(Records from a data collection)
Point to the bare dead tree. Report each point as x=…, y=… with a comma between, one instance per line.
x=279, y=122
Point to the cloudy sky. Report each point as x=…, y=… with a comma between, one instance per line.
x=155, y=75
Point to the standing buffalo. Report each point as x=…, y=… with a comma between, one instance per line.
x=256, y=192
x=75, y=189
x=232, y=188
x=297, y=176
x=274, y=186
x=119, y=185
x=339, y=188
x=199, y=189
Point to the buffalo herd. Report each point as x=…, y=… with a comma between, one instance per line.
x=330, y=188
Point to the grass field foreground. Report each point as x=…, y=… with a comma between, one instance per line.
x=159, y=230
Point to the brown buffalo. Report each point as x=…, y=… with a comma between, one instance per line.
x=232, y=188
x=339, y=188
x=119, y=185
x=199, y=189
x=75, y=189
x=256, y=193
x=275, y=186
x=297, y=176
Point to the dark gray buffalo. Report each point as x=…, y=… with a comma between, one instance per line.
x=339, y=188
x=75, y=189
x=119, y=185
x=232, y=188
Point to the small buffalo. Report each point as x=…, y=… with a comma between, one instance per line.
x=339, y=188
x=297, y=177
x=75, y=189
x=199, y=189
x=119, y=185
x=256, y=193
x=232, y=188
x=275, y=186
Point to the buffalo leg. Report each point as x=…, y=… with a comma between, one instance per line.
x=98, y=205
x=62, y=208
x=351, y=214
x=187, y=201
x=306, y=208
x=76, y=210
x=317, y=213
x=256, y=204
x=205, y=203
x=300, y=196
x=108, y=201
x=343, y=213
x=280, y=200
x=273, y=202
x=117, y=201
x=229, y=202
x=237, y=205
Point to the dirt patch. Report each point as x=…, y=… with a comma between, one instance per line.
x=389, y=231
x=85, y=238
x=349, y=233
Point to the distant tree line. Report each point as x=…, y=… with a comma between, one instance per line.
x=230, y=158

## Problem requirements
Reproduce the lines of the records above without changes, from the line containing "Point to the buffalo leg." through the final line of the records.

## Response for this exercise
Point to the buffalo leg. Report each point as x=…, y=… with a comma between, one instance per line.
x=98, y=205
x=62, y=208
x=351, y=214
x=187, y=201
x=306, y=208
x=76, y=210
x=317, y=213
x=256, y=204
x=205, y=203
x=300, y=196
x=108, y=201
x=343, y=213
x=280, y=200
x=273, y=202
x=117, y=201
x=229, y=202
x=237, y=205
Point to the dirt patch. Report each point as x=…, y=… with a comma between, one instance per line.
x=389, y=231
x=85, y=238
x=349, y=233
Point to the distant tree line. Report each point as x=…, y=… with a comma between, one instance per line.
x=230, y=158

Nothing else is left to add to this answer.